>>>

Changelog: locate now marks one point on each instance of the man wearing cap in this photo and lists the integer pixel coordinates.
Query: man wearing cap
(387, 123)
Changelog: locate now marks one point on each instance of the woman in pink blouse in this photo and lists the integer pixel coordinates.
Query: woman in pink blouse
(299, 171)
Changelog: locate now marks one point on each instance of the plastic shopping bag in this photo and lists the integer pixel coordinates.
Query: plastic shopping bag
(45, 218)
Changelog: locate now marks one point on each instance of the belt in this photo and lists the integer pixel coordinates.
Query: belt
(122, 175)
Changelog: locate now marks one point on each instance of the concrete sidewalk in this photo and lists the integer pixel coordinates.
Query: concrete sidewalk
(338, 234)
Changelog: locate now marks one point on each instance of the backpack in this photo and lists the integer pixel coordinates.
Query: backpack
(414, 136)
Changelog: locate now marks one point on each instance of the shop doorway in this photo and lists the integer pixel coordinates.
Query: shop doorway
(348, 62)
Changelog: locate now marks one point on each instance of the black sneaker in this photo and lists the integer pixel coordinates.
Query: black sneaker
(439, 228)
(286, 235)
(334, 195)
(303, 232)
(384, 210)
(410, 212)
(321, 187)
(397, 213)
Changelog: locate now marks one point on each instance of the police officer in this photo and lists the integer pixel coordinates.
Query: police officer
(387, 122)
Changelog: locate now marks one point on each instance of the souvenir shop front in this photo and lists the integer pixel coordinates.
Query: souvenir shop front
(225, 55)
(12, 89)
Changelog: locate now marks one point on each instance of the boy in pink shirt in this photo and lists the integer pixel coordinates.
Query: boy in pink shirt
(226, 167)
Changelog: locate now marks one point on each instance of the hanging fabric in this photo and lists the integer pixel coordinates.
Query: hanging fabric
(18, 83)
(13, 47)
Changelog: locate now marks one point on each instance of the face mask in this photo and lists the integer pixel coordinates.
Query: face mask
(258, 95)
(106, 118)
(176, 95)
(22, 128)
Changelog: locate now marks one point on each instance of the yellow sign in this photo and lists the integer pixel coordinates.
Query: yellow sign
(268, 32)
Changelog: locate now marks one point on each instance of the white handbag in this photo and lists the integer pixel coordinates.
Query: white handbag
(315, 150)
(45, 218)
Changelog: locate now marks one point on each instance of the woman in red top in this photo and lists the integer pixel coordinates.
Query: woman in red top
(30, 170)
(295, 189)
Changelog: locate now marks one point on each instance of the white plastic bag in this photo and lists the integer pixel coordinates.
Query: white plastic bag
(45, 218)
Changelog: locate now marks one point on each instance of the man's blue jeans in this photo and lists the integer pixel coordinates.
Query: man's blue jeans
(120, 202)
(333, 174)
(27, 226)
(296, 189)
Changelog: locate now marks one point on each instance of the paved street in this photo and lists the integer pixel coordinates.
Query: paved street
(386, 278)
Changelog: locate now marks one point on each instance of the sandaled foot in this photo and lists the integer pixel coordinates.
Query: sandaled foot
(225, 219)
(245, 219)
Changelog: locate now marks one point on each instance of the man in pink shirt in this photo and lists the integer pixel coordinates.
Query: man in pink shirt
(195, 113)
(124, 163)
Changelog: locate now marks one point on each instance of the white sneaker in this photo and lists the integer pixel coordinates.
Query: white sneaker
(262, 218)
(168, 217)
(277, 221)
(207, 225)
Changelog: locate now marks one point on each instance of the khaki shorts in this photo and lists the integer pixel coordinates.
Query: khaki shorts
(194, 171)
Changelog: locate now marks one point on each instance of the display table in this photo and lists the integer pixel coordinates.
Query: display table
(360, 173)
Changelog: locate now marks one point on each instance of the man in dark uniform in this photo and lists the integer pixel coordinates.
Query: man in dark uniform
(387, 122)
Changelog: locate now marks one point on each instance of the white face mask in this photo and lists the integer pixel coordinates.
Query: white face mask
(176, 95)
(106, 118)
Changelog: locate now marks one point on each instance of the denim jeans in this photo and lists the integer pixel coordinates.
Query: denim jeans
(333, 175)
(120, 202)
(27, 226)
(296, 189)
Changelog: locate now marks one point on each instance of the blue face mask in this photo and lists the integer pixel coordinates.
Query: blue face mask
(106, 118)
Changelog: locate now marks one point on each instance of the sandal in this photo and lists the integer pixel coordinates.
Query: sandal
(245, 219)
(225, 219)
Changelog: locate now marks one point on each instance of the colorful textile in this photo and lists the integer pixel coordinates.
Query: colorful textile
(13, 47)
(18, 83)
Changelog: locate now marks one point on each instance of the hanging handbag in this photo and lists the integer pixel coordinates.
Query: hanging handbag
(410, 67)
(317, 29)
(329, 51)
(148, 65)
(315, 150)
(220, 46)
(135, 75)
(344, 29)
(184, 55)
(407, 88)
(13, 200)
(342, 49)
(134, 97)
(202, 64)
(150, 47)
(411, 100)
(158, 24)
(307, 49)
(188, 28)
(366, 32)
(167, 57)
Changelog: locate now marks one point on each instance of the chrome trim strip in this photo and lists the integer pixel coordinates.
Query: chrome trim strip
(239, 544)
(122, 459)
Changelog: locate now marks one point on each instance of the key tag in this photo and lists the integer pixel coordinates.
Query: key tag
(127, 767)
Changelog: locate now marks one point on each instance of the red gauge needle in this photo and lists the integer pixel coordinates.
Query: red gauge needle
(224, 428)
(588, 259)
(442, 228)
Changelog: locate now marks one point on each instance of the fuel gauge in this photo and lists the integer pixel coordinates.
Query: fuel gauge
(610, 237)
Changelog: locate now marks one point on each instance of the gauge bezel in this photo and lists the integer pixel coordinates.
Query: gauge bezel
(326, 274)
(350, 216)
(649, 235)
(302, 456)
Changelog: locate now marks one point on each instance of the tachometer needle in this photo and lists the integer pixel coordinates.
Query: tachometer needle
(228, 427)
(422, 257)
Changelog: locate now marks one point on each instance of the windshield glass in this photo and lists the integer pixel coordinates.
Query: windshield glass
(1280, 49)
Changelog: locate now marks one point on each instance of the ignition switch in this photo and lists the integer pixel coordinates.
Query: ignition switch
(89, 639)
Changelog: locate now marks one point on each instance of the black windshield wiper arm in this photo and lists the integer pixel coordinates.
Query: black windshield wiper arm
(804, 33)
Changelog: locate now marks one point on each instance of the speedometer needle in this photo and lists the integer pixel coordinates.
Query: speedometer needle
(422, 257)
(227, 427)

<<<

Goal of the exercise:
Rewrite all of the items above, substituting "Label" for every "Query" and leaving everything else unchanged.

Response below:
Changelog: locate now marks one point on each instance of the man wearing cap in this photo and lists the integer pixel coordinates.
Label: man wearing cap
(387, 123)
Changelog: locate now marks one point on each instance of the woman in pink blouse in this photo and lists the integer pixel coordinates.
Label: woman in pink blouse
(299, 171)
Changelog: locate now marks one point on each instance of the plastic shopping bag in this photo and lists the integer pixel coordinates.
Label: plastic shopping bag
(45, 218)
Changelog: locate now marks one point on each instance of the belt in this photo and lists the integer pixel coordinates.
Label: belt
(122, 175)
Changelog: locate now marks one point on each instance of the concrete sidewalk in this photo and lists the integer pixel coordinates.
Label: concrete sidewalk
(338, 234)
Changelog: locate now marks one point on each instance of the backpack in this photo and lists the integer pixel coordinates.
Label: backpack
(414, 136)
Changelog: locate now marks one point on each instance of the shop doorway in this photo and lists the integer pixel coordinates.
Label: shop doorway
(348, 62)
Changelog: locate now marks one point on each instance of the black sneaker in this photo and lists the integer pixel coordinates.
Label: black sneaker
(439, 228)
(286, 235)
(334, 195)
(303, 232)
(384, 210)
(410, 212)
(321, 187)
(397, 213)
Changelog: locate now marks one point on each instance of the police officer in this photo and lists the integer pixel coordinates.
Label: police officer
(387, 122)
Changelog: locate now marks one point on each instance of the souvenir shop front in this photo and lists the integer pixel coordinates.
Label: souvenir shop front
(225, 55)
(12, 89)
Changelog: locate now marks one point on each instance of the boy in pink shirt in this photo and lists the integer pixel coordinates.
Label: boy in pink shirt
(226, 167)
Changelog: locate now marks one point on each instance of the hanging fabric in this photo and lists the integer pixel coordinates.
Label: hanging fabric
(18, 83)
(13, 47)
Changelog: locate now marks one point on each instance of the face mask in this photo and lists the integer pixel coordinates.
Label: face mask
(258, 95)
(106, 118)
(176, 95)
(22, 128)
Changelog: locate now marks one point on each instance of the yellow sign in this photo and lists the integer pixel coordinates.
Label: yellow sign
(268, 32)
Changelog: locate now marks one point on each instance of the white handbag in this photo and lists the integer pixel coordinates.
Label: white handbag
(315, 150)
(45, 218)
Changelog: locate now marks one point on each instance of the woman in red top in this photo and lists the integer pixel coordinates.
Label: woman in red top
(30, 170)
(295, 189)
Changelog: locate now marks one point on each instance of the white plastic bag in this photo and lists the integer pixel coordinates.
Label: white plastic bag
(45, 218)
Changelog: locate now marks one point on each instance of the man's blue jeans in this photo and lists the integer pixel coordinates.
Label: man's blue jeans
(120, 202)
(333, 174)
(27, 226)
(296, 189)
Changelog: locate now marks one point on each instance of the paved street in this photo and lists the integer pixel coordinates.
Label: paved street
(386, 278)
Changelog: locate now marks one point on each instance of the sandaled foot in this photo and lists the integer pixel coordinates.
Label: sandaled foot
(225, 219)
(245, 219)
Changelog: locate now marks one point on each instance of the man in pink shirt in this photo and lists the integer pixel coordinates.
Label: man in pink shirt
(195, 113)
(124, 163)
Changelog: locate now marks one point on each instance of the white sneaker in this photo and lists the integer pixel coordinates.
Label: white sneaker
(262, 218)
(168, 217)
(277, 221)
(207, 225)
Changelog: locate now marks one point on each instance of the khaki shorts in this photo and lists the integer pixel coordinates.
Label: khaki shorts
(194, 171)
Changelog: locate now marks one point on each instance of the display table in this photo and lists the integer pixel coordinates.
Label: display table
(360, 173)
Changelog: locate now marks one point on each instance of the man in dark uniform in this photo and lists the integer pixel coordinates.
Label: man in dark uniform
(387, 122)
Changelog: locate now marks one point on each instance of the white face mask in this photo and lists the integer pixel coordinates.
Label: white face mask
(176, 95)
(106, 118)
Changelog: locate now marks one point on each instance of the denim jeans in this photo and lists the integer pixel coordinates.
Label: denim jeans
(333, 175)
(120, 202)
(27, 226)
(296, 189)
Changelog: locate now marks one point on each instance of the blue face mask in this photo and lists the integer pixel coordinates.
Label: blue face mask
(106, 118)
Changelog: locate now marks one point on each instance of the sandal in this photo and lists the integer pixel coordinates.
Label: sandal
(245, 219)
(225, 219)
Changelog: locate now marks one point on each instance of the colorful textile in this photo and lists the integer pixel coordinates.
Label: colorful textile
(13, 47)
(18, 83)
Changelog: locate now marks one point on each instance of the hanging handbag in this photo and lists the integer pixel coordinates.
Label: hanging handbag
(410, 67)
(317, 29)
(329, 51)
(148, 65)
(315, 150)
(220, 46)
(135, 75)
(344, 29)
(184, 55)
(407, 88)
(13, 200)
(342, 49)
(134, 97)
(202, 64)
(150, 47)
(411, 100)
(158, 24)
(307, 49)
(188, 28)
(366, 32)
(167, 57)
Changelog: locate now marks one point on each instance of the chrome trim strip in this photo and lists the integer pixel coordinates.
Label: chrome trim strip
(239, 544)
(122, 459)
Changelog: locate now marks one point on each instance of the key tag in this photo and lists the integer pixel coordinates.
Label: key tag
(127, 767)
Changelog: locate now marks one point on each instance of the red gauge needle in this photo and lists the integer pixel coordinates.
Label: red gauge needle
(224, 428)
(588, 259)
(442, 228)
Changelog: locate now marks one point on each instance of the fuel gauge in this photo and lists the integer pixel coordinates.
Label: fuel gauge
(610, 237)
Changelog: locate now marks one point on each instance of the gauge bezel in this photo and lists the integer pixel coordinates.
Label: gauge bezel
(326, 274)
(350, 216)
(649, 235)
(302, 456)
Changelog: locate now marks one point on each instance of the tachometer needle in this photo and lists the integer pixel coordinates.
Label: tachometer needle
(228, 427)
(422, 257)
Changelog: locate now marks one point on each instance of the windshield glass in this photo and lists the integer pixel coordinates.
Label: windshield glass
(1280, 49)
Changelog: locate now marks one point on each instance of the ignition switch in this photo and lists the integer pixel coordinates.
Label: ignition switch
(89, 639)
Changelog: locate now marks one point on each instance of the black windshield wiper arm in this photo and lists the integer pixel coordinates.
Label: black windshield wiper arm
(804, 33)
Changelog: locate now marks one point on each instance of the speedometer needle in this photo and lists the integer pixel coordinates.
Label: speedometer needle
(422, 257)
(227, 427)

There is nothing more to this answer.